HOW TO COMPLETE THIS TASK: Only an exact retyping of all the entries counts as an answer.

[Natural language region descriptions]
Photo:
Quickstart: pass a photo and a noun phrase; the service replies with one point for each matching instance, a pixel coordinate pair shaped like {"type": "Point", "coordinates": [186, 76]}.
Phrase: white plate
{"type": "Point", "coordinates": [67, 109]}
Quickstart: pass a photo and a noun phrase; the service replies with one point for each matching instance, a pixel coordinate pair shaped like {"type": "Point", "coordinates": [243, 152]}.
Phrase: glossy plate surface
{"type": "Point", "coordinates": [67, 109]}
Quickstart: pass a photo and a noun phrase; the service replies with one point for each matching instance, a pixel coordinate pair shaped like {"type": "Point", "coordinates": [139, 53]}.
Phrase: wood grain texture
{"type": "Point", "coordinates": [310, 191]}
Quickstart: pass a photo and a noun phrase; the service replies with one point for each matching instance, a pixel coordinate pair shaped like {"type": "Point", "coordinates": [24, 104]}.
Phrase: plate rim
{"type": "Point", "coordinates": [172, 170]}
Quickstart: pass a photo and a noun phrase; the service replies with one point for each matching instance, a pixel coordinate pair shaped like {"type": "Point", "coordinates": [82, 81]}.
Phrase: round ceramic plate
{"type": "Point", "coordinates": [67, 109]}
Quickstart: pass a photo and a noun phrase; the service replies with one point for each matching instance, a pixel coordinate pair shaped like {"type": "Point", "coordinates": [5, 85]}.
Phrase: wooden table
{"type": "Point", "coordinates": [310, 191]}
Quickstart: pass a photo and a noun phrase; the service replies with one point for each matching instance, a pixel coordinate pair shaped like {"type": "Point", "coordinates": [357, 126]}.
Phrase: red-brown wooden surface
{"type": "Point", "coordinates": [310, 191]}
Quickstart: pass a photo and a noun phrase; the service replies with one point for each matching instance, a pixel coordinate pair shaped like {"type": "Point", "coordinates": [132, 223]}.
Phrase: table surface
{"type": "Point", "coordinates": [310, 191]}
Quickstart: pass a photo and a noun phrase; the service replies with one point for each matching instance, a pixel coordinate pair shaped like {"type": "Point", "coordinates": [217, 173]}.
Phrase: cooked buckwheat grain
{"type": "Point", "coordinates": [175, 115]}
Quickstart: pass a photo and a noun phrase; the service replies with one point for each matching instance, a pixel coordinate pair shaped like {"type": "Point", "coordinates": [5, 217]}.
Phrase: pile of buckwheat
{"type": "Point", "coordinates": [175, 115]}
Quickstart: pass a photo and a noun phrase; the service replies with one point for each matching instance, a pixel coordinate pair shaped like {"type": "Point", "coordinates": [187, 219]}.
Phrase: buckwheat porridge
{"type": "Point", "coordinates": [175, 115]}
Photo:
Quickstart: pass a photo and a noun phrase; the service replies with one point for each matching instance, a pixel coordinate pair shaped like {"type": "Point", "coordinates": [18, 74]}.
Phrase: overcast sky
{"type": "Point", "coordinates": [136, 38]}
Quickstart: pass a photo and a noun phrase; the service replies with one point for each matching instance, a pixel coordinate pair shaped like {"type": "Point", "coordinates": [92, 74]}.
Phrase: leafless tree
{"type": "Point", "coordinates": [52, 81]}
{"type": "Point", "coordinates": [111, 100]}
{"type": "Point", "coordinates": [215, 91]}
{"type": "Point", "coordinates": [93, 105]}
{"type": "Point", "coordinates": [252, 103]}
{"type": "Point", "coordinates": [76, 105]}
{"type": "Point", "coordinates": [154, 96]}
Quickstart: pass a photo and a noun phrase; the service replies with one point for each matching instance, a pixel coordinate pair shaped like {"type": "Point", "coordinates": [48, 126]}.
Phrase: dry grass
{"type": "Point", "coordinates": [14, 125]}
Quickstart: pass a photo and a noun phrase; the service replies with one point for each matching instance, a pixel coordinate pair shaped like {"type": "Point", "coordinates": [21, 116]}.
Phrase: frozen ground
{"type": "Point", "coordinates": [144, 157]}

TASK OUTPUT:
Photo:
Quickstart: pass a photo and a noun phrase; the service replies with one point for each matching instance, a pixel coordinate pair shaped like {"type": "Point", "coordinates": [186, 76]}.
Phrase: white plate
{"type": "Point", "coordinates": [67, 109]}
Quickstart: pass a photo and a noun phrase; the service replies with one point for each matching instance, a pixel coordinate pair shaped like {"type": "Point", "coordinates": [243, 152]}.
Phrase: glossy plate surface
{"type": "Point", "coordinates": [67, 109]}
Quickstart: pass a photo and a noun phrase; the service replies with one point for each matching instance, a pixel coordinate pair shaped like {"type": "Point", "coordinates": [139, 53]}.
Phrase: wood grain texture
{"type": "Point", "coordinates": [310, 191]}
Quickstart: pass a photo and a noun phrase; the service replies with one point for each matching instance, a pixel coordinate pair shaped like {"type": "Point", "coordinates": [24, 104]}.
Phrase: plate rim
{"type": "Point", "coordinates": [172, 170]}
Quickstart: pass a photo and a noun phrase; the service replies with one point for each matching instance, a pixel coordinate pair shaped like {"type": "Point", "coordinates": [82, 81]}.
Phrase: round ceramic plate
{"type": "Point", "coordinates": [67, 109]}
Quickstart: pass a photo and a noun phrase; the service replies with one point for each matching instance, a pixel coordinate pair shaped like {"type": "Point", "coordinates": [5, 85]}.
Phrase: wooden table
{"type": "Point", "coordinates": [310, 191]}
Quickstart: pass a photo and a noun phrase; the service replies with one point for each matching instance, a pixel coordinate pair shaped like {"type": "Point", "coordinates": [357, 126]}.
Phrase: red-brown wooden surface
{"type": "Point", "coordinates": [310, 191]}
Quickstart: pass a photo and a noun phrase; the service replies with one point for each matching instance, a pixel coordinate pair shaped like {"type": "Point", "coordinates": [132, 223]}.
Phrase: table surface
{"type": "Point", "coordinates": [310, 191]}
Quickstart: pass a photo and a noun phrase; the service replies with one point for each matching instance, a pixel coordinate pair shaped like {"type": "Point", "coordinates": [217, 173]}.
Phrase: cooked buckwheat grain
{"type": "Point", "coordinates": [175, 115]}
Quickstart: pass a photo and a noun phrase; the service replies with one point for each matching instance, a pixel coordinate pair shaped like {"type": "Point", "coordinates": [5, 217]}.
Phrase: pile of buckwheat
{"type": "Point", "coordinates": [175, 115]}
Quickstart: pass a photo and a noun phrase; the service replies with one point for each matching instance, a pixel coordinate pair shaped like {"type": "Point", "coordinates": [187, 219]}.
Phrase: buckwheat porridge
{"type": "Point", "coordinates": [175, 115]}
Photo:
Quickstart: pass a photo and a noun phrase; the service replies with one point for each matching instance, a pixel coordinate pair shaped like {"type": "Point", "coordinates": [18, 74]}.
Phrase: overcast sky
{"type": "Point", "coordinates": [136, 38]}
Quickstart: pass a photo and a noun phrase; the service replies with one point for each matching instance, a pixel coordinate pair shaped like {"type": "Point", "coordinates": [92, 74]}.
Phrase: leafless tree
{"type": "Point", "coordinates": [52, 81]}
{"type": "Point", "coordinates": [111, 100]}
{"type": "Point", "coordinates": [215, 91]}
{"type": "Point", "coordinates": [93, 105]}
{"type": "Point", "coordinates": [252, 103]}
{"type": "Point", "coordinates": [76, 105]}
{"type": "Point", "coordinates": [154, 96]}
Quickstart: pass a photo and a noun phrase; the service replies with one point for each matching instance, a pixel coordinate pair shaped like {"type": "Point", "coordinates": [48, 126]}.
Phrase: dry grass
{"type": "Point", "coordinates": [14, 125]}
Quickstart: pass a photo and a noun phrase; the service replies with one point for each matching instance, a pixel coordinate pair shaped like {"type": "Point", "coordinates": [21, 116]}.
Phrase: frozen ground
{"type": "Point", "coordinates": [144, 157]}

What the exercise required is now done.